# Your assignment:
Your response should be the lines from the one holding "Query: yellow wheel loader" to the last line of the data below, copied exactly and with no additions.

Record extracts Block Start

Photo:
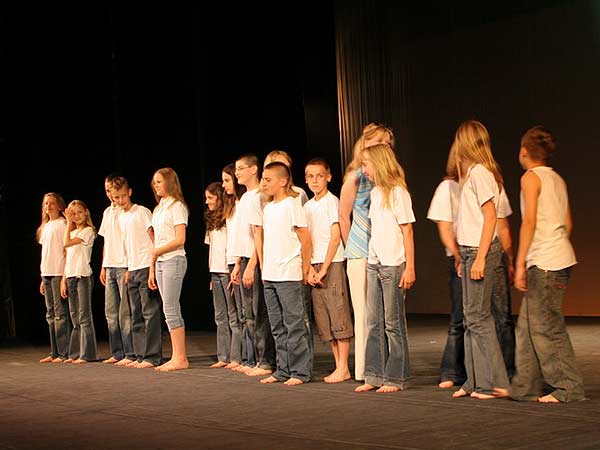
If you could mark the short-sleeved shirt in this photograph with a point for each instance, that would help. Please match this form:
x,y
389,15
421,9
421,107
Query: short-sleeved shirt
x,y
80,255
114,252
282,251
135,224
321,215
479,187
52,239
167,215
386,246
357,245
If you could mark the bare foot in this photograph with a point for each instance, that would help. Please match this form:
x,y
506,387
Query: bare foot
x,y
548,399
269,380
173,365
460,393
111,360
144,365
258,372
218,365
385,389
365,387
337,377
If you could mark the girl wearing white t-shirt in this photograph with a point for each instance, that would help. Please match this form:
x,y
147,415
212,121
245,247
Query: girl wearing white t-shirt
x,y
229,335
169,221
390,271
77,282
480,251
50,235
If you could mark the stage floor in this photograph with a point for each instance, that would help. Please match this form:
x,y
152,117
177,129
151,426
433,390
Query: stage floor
x,y
95,406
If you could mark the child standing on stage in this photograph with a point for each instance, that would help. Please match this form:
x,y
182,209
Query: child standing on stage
x,y
327,276
229,338
286,261
137,233
114,266
232,192
259,341
390,272
51,234
546,369
77,282
480,251
169,262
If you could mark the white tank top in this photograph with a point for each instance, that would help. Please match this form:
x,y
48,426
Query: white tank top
x,y
550,248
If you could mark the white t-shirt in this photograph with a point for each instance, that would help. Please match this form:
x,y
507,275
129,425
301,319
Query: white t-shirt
x,y
282,251
320,216
52,239
80,255
444,205
386,246
233,232
114,251
138,245
217,241
551,247
249,212
479,187
167,215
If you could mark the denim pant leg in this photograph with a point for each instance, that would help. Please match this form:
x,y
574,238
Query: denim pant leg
x,y
300,355
548,333
483,357
169,277
502,313
57,316
221,319
453,358
237,298
275,311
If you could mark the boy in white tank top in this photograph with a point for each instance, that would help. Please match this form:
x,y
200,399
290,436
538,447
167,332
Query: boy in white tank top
x,y
546,370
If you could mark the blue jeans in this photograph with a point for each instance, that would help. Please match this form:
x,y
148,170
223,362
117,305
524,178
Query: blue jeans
x,y
145,318
118,315
83,336
483,357
229,330
545,356
387,358
57,316
285,305
169,277
259,340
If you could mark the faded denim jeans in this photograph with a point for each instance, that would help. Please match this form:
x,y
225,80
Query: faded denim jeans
x,y
57,316
545,356
118,314
386,358
483,356
229,329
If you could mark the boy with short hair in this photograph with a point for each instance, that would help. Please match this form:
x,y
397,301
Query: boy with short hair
x,y
327,275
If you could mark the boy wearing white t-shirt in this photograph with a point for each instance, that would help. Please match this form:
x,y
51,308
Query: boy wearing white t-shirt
x,y
136,227
327,275
114,266
286,255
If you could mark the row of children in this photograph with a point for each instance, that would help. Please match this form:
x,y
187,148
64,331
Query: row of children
x,y
143,253
270,233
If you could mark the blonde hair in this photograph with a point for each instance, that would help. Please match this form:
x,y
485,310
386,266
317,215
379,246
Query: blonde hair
x,y
388,172
369,131
173,185
88,218
472,142
45,216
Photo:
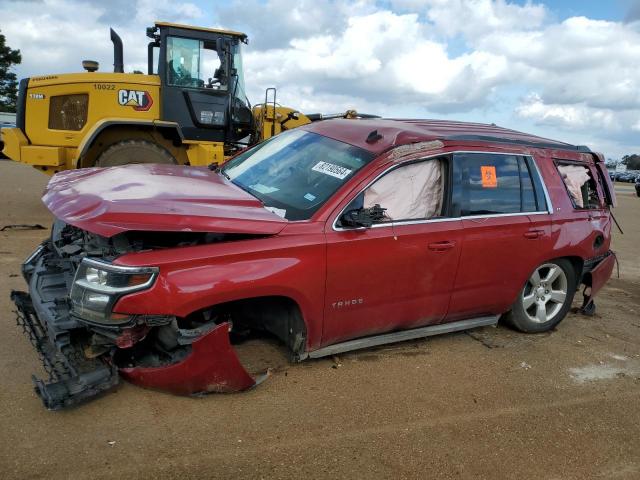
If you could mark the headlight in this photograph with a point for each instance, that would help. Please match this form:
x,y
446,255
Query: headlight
x,y
98,285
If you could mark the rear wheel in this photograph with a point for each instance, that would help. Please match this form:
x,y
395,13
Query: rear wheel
x,y
545,298
134,151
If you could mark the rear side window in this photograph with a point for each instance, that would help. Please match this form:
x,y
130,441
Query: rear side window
x,y
580,184
491,184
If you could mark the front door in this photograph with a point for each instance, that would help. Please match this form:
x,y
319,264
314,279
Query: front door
x,y
398,274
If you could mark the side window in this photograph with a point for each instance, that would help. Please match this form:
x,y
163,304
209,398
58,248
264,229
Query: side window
x,y
492,184
410,192
580,184
194,63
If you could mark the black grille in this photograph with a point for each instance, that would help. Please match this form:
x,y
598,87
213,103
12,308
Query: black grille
x,y
68,112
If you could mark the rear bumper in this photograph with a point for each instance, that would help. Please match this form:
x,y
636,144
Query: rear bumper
x,y
596,273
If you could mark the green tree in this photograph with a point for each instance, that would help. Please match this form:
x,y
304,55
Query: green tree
x,y
8,80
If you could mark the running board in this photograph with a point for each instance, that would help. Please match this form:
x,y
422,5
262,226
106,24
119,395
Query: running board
x,y
403,335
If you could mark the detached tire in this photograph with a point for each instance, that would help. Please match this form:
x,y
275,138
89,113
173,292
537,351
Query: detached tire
x,y
134,151
545,298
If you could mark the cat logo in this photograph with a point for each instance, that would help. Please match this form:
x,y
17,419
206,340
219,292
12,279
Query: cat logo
x,y
140,100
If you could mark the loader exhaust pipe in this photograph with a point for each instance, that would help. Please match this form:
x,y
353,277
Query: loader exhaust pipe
x,y
118,65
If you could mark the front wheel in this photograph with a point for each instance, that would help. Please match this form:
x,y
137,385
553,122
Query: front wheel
x,y
545,298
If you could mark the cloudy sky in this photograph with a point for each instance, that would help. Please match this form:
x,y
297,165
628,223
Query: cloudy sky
x,y
568,70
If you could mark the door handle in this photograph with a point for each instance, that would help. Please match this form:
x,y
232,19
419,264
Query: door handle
x,y
441,246
533,234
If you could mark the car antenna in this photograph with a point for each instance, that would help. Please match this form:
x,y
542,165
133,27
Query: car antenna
x,y
373,137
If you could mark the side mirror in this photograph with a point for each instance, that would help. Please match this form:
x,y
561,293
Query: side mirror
x,y
362,217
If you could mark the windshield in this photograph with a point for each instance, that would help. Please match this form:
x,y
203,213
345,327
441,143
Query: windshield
x,y
294,173
195,63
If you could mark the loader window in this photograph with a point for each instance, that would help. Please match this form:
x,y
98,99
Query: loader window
x,y
194,63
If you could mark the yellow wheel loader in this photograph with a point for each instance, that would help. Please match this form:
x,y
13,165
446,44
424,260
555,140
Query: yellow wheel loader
x,y
189,108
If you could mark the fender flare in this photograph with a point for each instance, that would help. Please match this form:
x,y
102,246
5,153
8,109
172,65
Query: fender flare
x,y
102,125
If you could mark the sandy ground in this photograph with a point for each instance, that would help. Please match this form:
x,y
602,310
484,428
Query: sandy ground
x,y
491,404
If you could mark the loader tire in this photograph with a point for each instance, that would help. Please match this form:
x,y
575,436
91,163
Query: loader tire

Record extracts Block End

# Exercise answer:
Query: yellow wheel loader
x,y
189,108
If you could mark the fender flare in this photograph with a point for each instance, that would help. Please match this form:
x,y
102,246
5,153
8,109
172,65
Query: fender flare
x,y
102,125
If you could mark the sandy ground in this photograph with a point for each instance, that would help. Please match this form:
x,y
602,310
484,428
Query: sandy ground
x,y
491,404
If you could mark the loader tire in this photograph with a point for each instance, that would help. Please match this form:
x,y
575,436
91,163
Query: loader tire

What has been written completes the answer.